[EXERCISE PROMPT]
Please reproduce the listing verbatim, without its images.

[SOURCE MATERIAL]
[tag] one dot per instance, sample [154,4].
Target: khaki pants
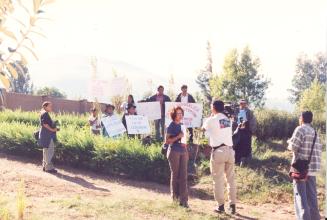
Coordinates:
[178,180]
[47,156]
[222,164]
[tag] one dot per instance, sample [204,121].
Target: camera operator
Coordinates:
[246,124]
[219,129]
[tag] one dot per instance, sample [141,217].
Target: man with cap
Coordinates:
[185,97]
[246,124]
[108,112]
[160,123]
[131,110]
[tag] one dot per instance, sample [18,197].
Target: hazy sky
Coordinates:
[169,36]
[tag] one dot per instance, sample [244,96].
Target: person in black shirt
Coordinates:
[47,137]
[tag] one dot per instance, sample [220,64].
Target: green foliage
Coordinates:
[313,99]
[51,91]
[203,79]
[77,147]
[240,79]
[275,124]
[306,71]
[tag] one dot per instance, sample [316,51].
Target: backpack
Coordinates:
[252,122]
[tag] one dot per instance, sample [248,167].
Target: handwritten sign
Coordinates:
[192,113]
[113,125]
[137,124]
[150,109]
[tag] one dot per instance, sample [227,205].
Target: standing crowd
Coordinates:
[230,141]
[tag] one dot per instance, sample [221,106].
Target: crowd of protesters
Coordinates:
[229,139]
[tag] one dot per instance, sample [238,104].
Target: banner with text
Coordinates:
[113,125]
[137,124]
[150,109]
[192,113]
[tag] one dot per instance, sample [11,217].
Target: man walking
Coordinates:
[219,129]
[303,141]
[160,123]
[185,97]
[246,123]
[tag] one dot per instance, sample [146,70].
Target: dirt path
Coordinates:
[48,195]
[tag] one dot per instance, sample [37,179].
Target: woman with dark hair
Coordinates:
[130,100]
[177,155]
[47,137]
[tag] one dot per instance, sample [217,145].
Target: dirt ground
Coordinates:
[43,189]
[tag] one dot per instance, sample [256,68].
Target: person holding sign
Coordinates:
[160,123]
[94,122]
[177,155]
[184,97]
[219,129]
[108,112]
[131,110]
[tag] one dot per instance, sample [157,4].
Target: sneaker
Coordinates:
[52,171]
[220,209]
[232,209]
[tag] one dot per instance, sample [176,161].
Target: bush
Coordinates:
[275,124]
[77,147]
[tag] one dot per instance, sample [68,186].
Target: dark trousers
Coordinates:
[178,170]
[190,131]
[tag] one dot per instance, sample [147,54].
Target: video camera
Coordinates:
[231,109]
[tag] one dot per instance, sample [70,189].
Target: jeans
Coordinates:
[160,128]
[178,170]
[47,156]
[305,199]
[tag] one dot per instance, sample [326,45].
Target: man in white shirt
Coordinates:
[185,97]
[219,129]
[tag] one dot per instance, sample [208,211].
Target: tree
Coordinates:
[307,70]
[313,99]
[203,79]
[51,91]
[23,83]
[240,79]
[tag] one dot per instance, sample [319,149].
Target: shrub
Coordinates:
[275,124]
[77,147]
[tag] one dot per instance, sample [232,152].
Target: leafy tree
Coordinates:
[240,79]
[306,71]
[204,76]
[313,99]
[23,83]
[51,91]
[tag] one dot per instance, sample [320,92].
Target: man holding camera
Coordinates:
[219,129]
[246,125]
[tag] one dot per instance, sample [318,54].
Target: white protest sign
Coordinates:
[192,113]
[118,86]
[113,125]
[137,124]
[150,109]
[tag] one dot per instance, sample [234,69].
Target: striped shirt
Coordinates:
[301,143]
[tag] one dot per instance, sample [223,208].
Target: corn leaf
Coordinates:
[5,81]
[11,69]
[31,51]
[8,33]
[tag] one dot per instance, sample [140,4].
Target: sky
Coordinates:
[164,37]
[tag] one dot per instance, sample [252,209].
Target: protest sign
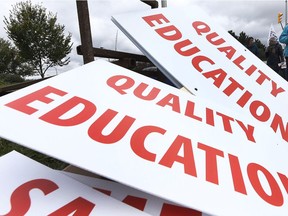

[EXERCISE RESULT]
[tag] one dot per instance, sample [154,4].
Target: khaki pants
Coordinates:
[178,180]
[47,156]
[222,164]
[tag] one dot per instance, sample [204,121].
Target: camera operator
Coordinates:
[246,124]
[219,129]
[tag] one dot per instance, sample [141,217].
Target: man with cap
Coordinates:
[185,97]
[246,124]
[108,112]
[160,123]
[131,110]
[tag] one dot per instance, sample [18,197].
Target: hazy sky
Coordinates:
[169,36]
[tag] one dot per instance, sample [244,96].
Target: person in black shirt
Coordinates:
[47,137]
[tag] one dot per instance, sample [220,64].
Target: green foliage
Coordinates:
[313,99]
[51,91]
[203,79]
[77,147]
[240,79]
[275,124]
[306,71]
[tag] one dot per instance, sample [316,51].
Target: backpack
Coordinates:
[252,122]
[tag] one dot per instance, sample [248,167].
Target: handwritten sign
Coordinates:
[192,113]
[113,125]
[137,124]
[150,109]
[tag] one dot per instance, sample [227,205].
Target: standing crowd
Coordinates:
[230,141]
[tag] one dot per instance, sample [221,106].
Target: crowd of protesters
Coordinates:
[229,139]
[tag] one dot per instance, sample [238,104].
Target: banner with text
Coordinates:
[113,125]
[137,124]
[150,109]
[192,113]
[tag] one dot per instance, sample [11,217].
Target: man walking
Coordinates:
[219,129]
[303,141]
[160,123]
[185,97]
[246,123]
[tag] one dot per instance, sample [146,70].
Target: dirt path
Coordinates:
[48,195]
[tag] one dot per instance, sample [37,179].
Target: woman with dark hair
Coordinates:
[130,100]
[177,155]
[47,137]
[tag] one dot per instance, sample [217,145].
Target: dirt ground
Coordinates:
[43,189]
[tag] one dot per instance, sample [256,68].
Target: person holding sign
Coordinates:
[160,123]
[94,122]
[177,155]
[184,97]
[219,129]
[108,112]
[131,110]
[tag] one dot per instance, sample [157,4].
Target: sneaker
Coordinates:
[52,171]
[220,209]
[232,209]
[tag] one dot per instance, sample [176,161].
Target: bush
Coordinates:
[275,124]
[77,147]
[tag] one dot per instance, sample [68,186].
Target: dark trousers
Coordinates:
[178,170]
[190,131]
[tag] one dot per instance, sample [147,54].
Target: video camera
Coordinates:
[231,109]
[tag] one dot per instance, sample [70,189].
Target: jeans
Coordinates:
[160,128]
[178,170]
[47,156]
[305,199]
[tag] one dot per instance, sample [326,45].
Target: man in white shirt
Coordinates:
[185,97]
[219,129]
[tag] one dot per instance, sample [208,211].
Target: tree
Coordinates:
[307,70]
[313,99]
[203,79]
[51,91]
[23,83]
[240,79]
[tag] one dot per instance, sample [319,149].
Target: shrub
Coordinates:
[275,124]
[77,147]
[tag] one dot per instance, sample [232,152].
Target: leafy tree
Coordinates:
[240,79]
[306,71]
[204,76]
[313,99]
[23,83]
[51,91]
[tag] one dot per instance, sample [320,92].
Target: man holding camera
Coordinates:
[219,129]
[246,125]
[tag] one dot per instance, sample [318,54].
Target: white protest sign
Coordinates:
[192,113]
[118,86]
[113,125]
[137,124]
[150,109]
[tag] one dot per instance, sample [234,69].
Target: striped shirt
Coordinates:
[301,143]
[tag] one dot per instance, sample [223,208].
Target: corn leaf
Coordinates:
[5,81]
[11,69]
[31,51]
[8,33]
[tag] one dot per instance, sample [140,4].
Target: sky
Coordinates:
[164,37]
[tag] one dot per instance, sample [252,209].
Target: protest sign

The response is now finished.